What the exercise asks: What is needed is every line of the data that includes the word "yellow". Please copy each one.
•••
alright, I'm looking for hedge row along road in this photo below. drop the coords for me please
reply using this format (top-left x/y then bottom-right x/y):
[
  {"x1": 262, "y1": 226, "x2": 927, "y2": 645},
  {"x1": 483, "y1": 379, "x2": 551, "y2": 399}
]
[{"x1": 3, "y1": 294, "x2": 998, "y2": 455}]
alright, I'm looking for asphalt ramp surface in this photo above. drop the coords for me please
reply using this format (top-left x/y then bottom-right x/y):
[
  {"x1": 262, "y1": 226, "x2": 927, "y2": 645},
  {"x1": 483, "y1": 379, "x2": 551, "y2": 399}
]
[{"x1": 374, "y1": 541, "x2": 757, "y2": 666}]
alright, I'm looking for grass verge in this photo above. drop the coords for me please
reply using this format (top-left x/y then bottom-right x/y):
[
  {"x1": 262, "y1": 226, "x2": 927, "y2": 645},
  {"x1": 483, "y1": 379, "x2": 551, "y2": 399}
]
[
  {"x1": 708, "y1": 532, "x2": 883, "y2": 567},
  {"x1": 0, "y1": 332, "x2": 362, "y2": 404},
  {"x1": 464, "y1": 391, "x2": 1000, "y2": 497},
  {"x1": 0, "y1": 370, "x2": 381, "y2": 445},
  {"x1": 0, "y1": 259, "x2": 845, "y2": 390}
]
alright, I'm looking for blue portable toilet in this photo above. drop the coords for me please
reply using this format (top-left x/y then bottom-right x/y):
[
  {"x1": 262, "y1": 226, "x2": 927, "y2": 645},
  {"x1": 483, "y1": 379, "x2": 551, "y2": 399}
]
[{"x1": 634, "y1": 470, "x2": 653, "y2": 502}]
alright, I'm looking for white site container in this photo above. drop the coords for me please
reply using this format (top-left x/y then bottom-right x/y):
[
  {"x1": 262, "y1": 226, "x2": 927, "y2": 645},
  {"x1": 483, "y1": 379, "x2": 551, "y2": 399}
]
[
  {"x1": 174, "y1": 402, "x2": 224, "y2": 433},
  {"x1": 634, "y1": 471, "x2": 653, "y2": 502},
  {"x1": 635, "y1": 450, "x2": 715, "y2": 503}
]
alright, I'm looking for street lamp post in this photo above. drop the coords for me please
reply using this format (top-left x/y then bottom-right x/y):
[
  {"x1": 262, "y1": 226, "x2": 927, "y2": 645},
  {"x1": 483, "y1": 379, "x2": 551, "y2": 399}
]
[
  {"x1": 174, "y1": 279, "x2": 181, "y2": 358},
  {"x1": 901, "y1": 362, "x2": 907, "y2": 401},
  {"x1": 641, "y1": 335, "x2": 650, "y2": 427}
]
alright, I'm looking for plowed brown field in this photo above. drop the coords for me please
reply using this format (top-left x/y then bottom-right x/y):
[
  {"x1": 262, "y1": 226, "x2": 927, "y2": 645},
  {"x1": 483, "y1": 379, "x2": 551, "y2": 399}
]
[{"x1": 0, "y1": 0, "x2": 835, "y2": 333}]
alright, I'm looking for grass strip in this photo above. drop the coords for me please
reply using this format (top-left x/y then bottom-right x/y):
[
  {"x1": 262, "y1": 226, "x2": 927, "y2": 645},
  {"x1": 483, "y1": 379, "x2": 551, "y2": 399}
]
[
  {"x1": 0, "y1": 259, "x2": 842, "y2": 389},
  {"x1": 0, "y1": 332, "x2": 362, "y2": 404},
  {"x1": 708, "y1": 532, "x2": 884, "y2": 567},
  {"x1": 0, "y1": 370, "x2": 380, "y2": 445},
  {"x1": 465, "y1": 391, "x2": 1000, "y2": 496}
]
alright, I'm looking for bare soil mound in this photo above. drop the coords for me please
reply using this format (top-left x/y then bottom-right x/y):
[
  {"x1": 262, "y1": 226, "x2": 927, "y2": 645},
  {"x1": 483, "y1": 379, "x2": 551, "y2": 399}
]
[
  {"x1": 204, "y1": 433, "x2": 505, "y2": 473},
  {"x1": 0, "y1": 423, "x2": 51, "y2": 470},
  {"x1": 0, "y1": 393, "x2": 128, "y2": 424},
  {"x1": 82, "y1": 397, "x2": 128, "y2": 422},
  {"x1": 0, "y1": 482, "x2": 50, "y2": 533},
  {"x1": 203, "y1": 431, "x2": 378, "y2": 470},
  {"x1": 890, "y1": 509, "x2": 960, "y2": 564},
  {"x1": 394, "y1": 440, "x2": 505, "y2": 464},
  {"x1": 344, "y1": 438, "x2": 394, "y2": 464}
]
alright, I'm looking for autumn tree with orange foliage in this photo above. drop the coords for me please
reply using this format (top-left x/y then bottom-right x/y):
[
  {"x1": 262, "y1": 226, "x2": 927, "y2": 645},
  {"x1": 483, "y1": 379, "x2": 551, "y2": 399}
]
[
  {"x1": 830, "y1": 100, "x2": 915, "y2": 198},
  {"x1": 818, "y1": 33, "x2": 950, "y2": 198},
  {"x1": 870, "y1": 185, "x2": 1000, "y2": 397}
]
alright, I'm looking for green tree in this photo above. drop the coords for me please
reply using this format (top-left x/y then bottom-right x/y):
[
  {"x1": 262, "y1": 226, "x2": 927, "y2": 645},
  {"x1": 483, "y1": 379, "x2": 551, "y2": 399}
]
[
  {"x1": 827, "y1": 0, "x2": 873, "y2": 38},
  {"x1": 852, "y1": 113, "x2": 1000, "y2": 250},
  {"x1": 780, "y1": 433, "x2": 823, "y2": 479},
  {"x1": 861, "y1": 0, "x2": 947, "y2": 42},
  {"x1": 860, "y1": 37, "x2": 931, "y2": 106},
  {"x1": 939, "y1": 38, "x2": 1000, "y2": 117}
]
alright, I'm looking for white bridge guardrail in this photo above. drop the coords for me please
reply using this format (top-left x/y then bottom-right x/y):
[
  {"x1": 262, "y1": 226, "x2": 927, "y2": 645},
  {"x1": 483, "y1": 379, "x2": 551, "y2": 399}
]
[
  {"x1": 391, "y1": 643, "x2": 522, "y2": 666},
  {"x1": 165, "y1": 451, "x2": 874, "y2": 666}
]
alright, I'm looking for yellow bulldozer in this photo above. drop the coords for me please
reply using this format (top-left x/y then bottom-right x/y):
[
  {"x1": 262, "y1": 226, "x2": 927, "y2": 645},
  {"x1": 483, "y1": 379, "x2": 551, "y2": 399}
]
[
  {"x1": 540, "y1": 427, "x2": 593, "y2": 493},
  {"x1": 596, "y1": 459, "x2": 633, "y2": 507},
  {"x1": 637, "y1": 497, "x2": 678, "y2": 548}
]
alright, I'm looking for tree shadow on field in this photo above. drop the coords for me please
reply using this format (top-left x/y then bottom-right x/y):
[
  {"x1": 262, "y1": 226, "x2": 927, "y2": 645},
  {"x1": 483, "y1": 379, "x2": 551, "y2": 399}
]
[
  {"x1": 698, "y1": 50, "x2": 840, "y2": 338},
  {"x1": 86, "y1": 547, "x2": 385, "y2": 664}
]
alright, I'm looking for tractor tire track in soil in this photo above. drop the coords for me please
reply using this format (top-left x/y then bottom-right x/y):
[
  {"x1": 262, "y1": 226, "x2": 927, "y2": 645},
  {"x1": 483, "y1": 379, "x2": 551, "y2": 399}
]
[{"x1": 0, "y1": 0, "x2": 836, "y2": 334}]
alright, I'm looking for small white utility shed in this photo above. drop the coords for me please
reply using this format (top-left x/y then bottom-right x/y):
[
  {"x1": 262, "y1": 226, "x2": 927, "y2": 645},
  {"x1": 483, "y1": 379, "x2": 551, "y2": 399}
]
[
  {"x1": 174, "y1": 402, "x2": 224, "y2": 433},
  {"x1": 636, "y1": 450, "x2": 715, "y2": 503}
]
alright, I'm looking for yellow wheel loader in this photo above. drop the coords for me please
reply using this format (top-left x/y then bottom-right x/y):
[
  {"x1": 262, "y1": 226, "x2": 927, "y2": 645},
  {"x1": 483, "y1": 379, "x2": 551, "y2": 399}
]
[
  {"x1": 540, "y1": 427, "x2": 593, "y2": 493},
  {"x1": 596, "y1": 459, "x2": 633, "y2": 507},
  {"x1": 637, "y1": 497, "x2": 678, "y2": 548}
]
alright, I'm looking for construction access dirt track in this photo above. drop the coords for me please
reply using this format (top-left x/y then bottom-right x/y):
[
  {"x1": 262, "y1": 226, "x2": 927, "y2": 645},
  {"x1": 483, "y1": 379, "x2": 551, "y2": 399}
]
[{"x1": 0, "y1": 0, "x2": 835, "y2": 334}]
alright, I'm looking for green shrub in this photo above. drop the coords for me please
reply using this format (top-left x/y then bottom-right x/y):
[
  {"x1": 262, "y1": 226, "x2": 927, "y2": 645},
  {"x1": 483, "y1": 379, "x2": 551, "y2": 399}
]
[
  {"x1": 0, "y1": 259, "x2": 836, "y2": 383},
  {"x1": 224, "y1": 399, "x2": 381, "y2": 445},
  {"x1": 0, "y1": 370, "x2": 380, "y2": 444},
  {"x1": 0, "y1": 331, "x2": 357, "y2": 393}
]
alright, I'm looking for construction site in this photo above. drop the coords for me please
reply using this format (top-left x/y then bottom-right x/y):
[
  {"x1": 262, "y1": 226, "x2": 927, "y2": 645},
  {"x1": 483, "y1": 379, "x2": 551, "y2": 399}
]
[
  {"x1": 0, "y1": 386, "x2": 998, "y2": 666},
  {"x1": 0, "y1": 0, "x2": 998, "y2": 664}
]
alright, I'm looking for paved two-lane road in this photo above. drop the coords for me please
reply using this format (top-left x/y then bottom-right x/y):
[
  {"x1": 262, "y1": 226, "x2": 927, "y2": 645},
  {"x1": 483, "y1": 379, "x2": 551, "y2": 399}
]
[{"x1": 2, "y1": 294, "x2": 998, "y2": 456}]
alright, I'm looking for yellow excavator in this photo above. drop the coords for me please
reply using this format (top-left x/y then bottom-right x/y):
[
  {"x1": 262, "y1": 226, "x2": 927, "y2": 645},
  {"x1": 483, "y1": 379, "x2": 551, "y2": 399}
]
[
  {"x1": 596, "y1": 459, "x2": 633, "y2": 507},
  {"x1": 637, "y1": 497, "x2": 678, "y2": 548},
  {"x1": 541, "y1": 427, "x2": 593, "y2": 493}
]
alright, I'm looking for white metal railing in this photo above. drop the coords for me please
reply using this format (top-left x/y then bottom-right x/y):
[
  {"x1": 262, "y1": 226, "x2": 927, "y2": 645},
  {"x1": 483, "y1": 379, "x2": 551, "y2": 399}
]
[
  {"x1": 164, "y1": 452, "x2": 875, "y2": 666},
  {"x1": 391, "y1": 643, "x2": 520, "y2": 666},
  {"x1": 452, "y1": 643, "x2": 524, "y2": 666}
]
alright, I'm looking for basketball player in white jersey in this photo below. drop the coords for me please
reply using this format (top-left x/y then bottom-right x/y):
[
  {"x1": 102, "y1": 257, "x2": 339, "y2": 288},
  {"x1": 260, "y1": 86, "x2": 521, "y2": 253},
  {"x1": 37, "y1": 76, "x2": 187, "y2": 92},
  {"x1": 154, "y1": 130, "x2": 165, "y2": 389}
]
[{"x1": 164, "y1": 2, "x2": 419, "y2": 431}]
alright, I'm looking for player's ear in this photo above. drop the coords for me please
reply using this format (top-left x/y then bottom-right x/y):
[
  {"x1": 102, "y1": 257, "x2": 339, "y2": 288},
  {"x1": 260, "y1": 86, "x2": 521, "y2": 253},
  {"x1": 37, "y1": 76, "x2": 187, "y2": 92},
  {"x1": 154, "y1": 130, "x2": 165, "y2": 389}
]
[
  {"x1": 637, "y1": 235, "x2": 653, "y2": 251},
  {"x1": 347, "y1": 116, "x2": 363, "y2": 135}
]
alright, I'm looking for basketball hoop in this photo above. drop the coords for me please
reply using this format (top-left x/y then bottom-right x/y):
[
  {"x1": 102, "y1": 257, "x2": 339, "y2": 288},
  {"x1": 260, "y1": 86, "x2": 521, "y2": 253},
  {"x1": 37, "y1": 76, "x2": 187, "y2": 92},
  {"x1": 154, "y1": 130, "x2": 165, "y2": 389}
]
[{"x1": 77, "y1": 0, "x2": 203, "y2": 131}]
•••
Result:
alright, I'm looking for yellow bulldozer in this photo above. drop the coords for me please
alright, I'm looking for yellow wheel loader in this photo above. drop the coords for me please
alright, I'm looking for yellow excavator in this photo above. drop the coords for me please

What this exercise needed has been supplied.